BEGIN
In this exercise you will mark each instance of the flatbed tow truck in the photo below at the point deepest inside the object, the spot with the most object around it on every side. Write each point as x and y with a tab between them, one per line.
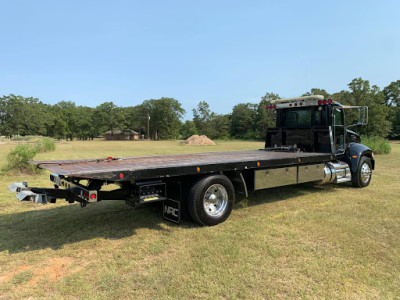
310	143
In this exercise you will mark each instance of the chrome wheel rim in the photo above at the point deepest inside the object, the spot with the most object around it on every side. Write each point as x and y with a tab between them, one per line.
365	173
215	200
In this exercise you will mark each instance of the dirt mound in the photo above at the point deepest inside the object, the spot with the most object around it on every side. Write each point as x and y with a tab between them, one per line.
199	140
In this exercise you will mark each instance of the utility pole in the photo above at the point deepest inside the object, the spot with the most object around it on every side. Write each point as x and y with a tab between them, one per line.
148	126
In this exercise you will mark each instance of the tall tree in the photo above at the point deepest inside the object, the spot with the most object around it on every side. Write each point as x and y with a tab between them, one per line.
392	100
362	94
165	115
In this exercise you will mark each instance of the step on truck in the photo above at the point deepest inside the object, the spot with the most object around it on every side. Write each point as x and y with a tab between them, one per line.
310	143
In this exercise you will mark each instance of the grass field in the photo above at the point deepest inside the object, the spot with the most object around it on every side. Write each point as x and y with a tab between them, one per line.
304	241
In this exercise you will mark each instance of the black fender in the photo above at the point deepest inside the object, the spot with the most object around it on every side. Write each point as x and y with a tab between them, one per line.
355	152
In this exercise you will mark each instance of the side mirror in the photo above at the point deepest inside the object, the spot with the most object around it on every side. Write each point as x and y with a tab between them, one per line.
359	113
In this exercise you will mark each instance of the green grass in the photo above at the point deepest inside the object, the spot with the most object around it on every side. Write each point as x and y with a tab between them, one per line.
304	241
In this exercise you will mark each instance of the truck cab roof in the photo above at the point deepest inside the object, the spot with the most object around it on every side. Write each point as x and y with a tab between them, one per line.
313	100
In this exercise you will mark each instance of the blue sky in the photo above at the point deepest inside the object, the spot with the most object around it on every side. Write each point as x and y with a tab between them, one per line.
222	52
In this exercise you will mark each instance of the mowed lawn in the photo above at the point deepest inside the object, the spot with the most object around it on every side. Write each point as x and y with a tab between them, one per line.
305	241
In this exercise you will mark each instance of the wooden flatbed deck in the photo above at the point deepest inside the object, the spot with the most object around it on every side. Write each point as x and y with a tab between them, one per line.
150	167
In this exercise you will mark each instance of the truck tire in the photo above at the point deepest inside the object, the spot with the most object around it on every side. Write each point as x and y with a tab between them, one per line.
362	177
211	199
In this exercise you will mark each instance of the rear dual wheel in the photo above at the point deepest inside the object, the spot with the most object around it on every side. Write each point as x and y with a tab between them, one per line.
211	199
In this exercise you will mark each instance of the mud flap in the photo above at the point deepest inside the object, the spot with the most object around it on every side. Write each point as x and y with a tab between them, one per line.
172	210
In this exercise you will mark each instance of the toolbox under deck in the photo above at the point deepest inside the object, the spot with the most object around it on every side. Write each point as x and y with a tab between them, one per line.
150	167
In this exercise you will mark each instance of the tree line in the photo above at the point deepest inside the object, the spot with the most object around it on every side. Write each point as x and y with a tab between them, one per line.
29	116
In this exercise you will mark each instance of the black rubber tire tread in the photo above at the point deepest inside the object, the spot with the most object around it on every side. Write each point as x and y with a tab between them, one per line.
356	177
195	199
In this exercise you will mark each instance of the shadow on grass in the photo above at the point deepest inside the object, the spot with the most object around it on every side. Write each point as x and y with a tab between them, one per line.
54	227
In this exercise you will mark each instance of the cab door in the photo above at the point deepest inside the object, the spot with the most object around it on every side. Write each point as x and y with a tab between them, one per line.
339	132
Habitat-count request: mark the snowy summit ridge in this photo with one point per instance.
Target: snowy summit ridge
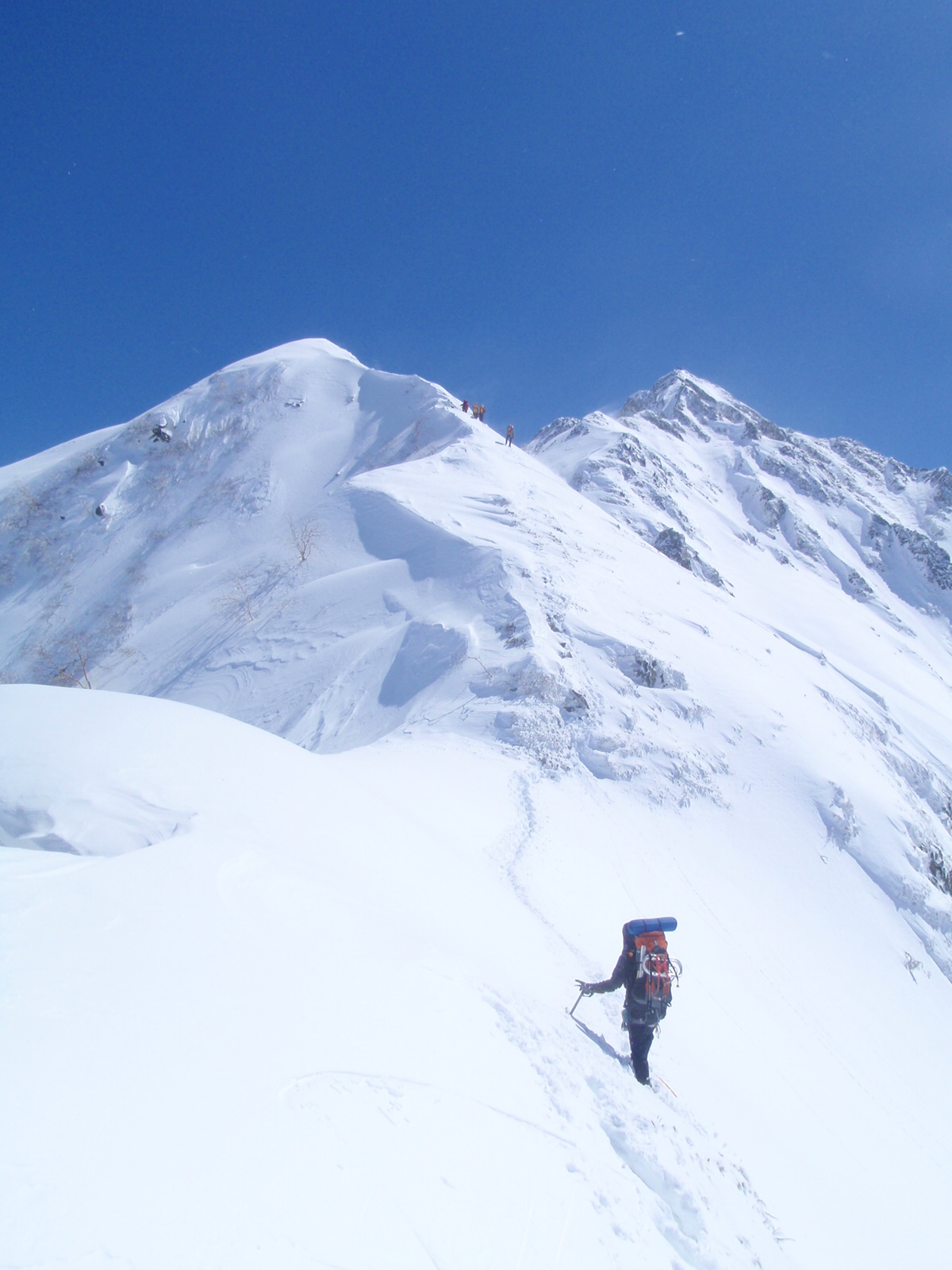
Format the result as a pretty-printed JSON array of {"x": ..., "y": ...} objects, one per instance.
[{"x": 677, "y": 660}]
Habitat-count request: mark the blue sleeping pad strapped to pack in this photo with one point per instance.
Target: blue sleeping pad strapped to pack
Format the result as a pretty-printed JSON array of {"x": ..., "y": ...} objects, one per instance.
[{"x": 643, "y": 925}]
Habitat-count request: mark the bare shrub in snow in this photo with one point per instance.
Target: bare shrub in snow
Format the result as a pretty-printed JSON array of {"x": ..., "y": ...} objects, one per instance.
[
  {"x": 304, "y": 537},
  {"x": 67, "y": 660}
]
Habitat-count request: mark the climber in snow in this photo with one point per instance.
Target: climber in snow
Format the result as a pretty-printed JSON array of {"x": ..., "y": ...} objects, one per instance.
[{"x": 647, "y": 973}]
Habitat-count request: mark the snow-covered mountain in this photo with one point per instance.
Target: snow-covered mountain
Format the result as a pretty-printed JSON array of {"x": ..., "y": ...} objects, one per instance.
[{"x": 678, "y": 660}]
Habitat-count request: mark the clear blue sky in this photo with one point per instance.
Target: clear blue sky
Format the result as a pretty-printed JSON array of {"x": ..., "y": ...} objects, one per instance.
[{"x": 541, "y": 206}]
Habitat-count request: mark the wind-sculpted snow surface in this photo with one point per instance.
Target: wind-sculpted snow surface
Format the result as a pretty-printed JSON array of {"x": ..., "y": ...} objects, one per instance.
[{"x": 704, "y": 666}]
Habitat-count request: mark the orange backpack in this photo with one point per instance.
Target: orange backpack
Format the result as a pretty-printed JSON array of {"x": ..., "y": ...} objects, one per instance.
[{"x": 657, "y": 973}]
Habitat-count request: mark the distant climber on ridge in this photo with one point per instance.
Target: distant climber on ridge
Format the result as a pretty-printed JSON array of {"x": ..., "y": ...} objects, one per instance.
[{"x": 647, "y": 972}]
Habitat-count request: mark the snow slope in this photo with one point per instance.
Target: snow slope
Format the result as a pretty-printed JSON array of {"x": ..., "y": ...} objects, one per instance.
[{"x": 681, "y": 660}]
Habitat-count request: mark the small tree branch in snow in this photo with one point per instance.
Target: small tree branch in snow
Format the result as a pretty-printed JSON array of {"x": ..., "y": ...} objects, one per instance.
[
  {"x": 304, "y": 537},
  {"x": 241, "y": 594},
  {"x": 69, "y": 662}
]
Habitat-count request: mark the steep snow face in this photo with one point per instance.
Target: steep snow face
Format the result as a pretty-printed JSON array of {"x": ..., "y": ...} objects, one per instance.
[
  {"x": 701, "y": 664},
  {"x": 835, "y": 552},
  {"x": 317, "y": 1015},
  {"x": 687, "y": 597}
]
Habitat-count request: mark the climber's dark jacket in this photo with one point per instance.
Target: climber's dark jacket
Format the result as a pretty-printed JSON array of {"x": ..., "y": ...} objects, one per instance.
[{"x": 626, "y": 972}]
END
▶ [Work order]
Look above for the line holding "Habitat-count request: mark the small" and the line holding "Target: steep snow face". Retype both, and every line between them, word for word and nothing else.

▶ [Response area]
Habitat-count request: mark the small tree branch in snow in this photo with one point per instance.
Target: small tree branch in snow
Format the result as a pretty-printed JSON array of {"x": ..., "y": ...} objects, one per instance.
[
  {"x": 304, "y": 537},
  {"x": 241, "y": 594},
  {"x": 69, "y": 662}
]
Habitat-count request: mark the steep snow face in this photo with one point per instance.
Target: steep snow face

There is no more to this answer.